Opdracht 1 ▸
Beantwoord over de uitspraak hieronder:
(a) Op welke datum is de uitspraak gepubliceerd?
(b) Welke rechter wordt vermeld?
(c) Op welke datum verklaarde het college het bezwaar ongegrond?

Documentfragment ▸
━━━━━━
ECLI:NL:RVS:2008:BC3059

Raad van State

Datum uitspraak
30 januari 2008
Publicatiedatum
5 april 2013
Zaaknummer
200703623/1
Instantie
Raad van State
Type
Uitspraak
Procedures
  • Hoger beroep
Rechters
  • R.W.L. Loeb
Vindplaatsen
  • Rechtspraak.nl
AI samenvatting door LexboostAutomatisch gegenereerd

Weigering bouwvergunning voor berging op perceel met bestemming 'woningen in niet gestapelde vorm'

In deze zaak heeft de Raad van State op 30 januari 2008 uitspraak gedaan in het hoger beroep van een appellant tegen de weigering van het college van burgemeester en wethouders van Velsen om een vrijstelling en bouwvergunning te verlenen voor een berging op een perceel in Velserbroek. Het college had op 18 april 2006 besloten om de vergunning te weigeren, omdat de oprichting van een berging niet in overeenstemming was met het geldende uitwerkingsplan, dat de bestemming 'woningen in niet gestapelde vorm' met de aanduiding 'onbebouwbaar erf, carport toegestaan' had. Appellant had bezwaar gemaakt tegen dit besluit, maar het college verklaarde dit bezwaar op 29 augustus 2006 ongegrond.
━━━━━━
Voorbeelden van maskerlabeling ▸
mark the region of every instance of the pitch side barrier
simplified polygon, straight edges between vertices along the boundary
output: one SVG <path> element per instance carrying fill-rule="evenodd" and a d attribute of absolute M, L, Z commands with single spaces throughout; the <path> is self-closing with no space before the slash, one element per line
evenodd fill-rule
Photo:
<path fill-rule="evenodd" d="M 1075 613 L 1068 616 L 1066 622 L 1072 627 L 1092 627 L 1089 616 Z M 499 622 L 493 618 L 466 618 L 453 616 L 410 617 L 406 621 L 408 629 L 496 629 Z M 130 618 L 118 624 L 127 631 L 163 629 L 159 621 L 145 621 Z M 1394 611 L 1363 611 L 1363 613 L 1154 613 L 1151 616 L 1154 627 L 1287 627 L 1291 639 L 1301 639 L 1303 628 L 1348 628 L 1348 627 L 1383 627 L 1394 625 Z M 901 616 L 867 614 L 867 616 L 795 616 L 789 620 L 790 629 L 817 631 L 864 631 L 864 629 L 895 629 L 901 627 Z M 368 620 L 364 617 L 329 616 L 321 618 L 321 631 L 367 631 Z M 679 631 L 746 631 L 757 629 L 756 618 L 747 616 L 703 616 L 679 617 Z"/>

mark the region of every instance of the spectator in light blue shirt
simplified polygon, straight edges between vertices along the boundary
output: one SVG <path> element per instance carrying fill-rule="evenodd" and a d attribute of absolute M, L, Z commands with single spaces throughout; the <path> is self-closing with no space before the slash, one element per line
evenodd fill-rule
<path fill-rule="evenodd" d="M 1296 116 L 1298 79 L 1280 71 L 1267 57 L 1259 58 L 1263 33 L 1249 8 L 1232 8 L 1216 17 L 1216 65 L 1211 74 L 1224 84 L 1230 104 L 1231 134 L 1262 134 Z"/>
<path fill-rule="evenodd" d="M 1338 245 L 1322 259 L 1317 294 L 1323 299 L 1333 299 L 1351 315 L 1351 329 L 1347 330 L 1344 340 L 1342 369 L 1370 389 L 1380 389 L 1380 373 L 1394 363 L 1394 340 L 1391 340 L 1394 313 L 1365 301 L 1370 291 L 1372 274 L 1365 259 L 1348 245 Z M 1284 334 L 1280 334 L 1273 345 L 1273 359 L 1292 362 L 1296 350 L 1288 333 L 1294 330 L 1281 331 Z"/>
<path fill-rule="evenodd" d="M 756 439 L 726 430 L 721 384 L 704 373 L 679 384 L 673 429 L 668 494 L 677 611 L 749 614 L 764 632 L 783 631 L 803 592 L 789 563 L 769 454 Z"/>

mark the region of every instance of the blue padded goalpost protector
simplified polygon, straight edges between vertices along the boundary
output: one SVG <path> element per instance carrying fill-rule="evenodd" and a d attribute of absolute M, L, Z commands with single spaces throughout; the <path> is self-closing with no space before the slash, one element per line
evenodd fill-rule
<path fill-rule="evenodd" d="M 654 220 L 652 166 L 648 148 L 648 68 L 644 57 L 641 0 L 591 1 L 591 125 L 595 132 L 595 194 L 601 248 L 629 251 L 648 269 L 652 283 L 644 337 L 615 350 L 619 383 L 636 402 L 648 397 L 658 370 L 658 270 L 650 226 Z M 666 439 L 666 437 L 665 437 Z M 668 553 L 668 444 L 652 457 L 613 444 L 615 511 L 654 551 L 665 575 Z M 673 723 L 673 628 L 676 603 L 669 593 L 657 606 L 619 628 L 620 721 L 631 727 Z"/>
━━━━━━
Opdracht 2 ▸
Wissel in de records "light blue shirt" in voor "pale blue shirt" in de regels vanaf de regel met "mark the region of every instance of the spectator" tot en met de regel met "1338 245 L 1322", en laat al het andere ongewijzigd. Geef alleen die regels terug.

Eindresultaat 1 ▸
(a) 5 april 2013
(b) R.W.L. Loeb
(c) 29 augustus 2006

Eindresultaat 2 ▸
mark the region of every instance of the spectator in pale blue shirt
simplified polygon, straight edges between vertices along the boundary
output: one SVG <path> element per instance carrying fill-rule="evenodd" and a d attribute of absolute M, L, Z commands with single spaces throughout; the <path> is self-closing with no space before the slash, one element per line
evenodd fill-rule
<path fill-rule="evenodd" d="M 1296 116 L 1298 79 L 1280 71 L 1267 57 L 1259 58 L 1263 33 L 1249 8 L 1232 8 L 1216 17 L 1216 65 L 1211 74 L 1224 84 L 1230 104 L 1231 134 L 1262 134 Z"/>
<path fill-rule="evenodd" d="M 1338 245 L 1322 259 L 1317 294 L 1323 299 L 1333 299 L 1351 315 L 1351 329 L 1347 330 L 1344 340 L 1342 369 L 1370 389 L 1380 389 L 1380 373 L 1394 363 L 1394 340 L 1391 340 L 1394 313 L 1365 301 L 1370 291 L 1372 274 L 1365 259 L 1348 245 Z M 1284 334 L 1280 334 L 1273 345 L 1273 359 L 1292 362 L 1296 350 L 1288 333 L 1294 330 L 1281 331 Z"/>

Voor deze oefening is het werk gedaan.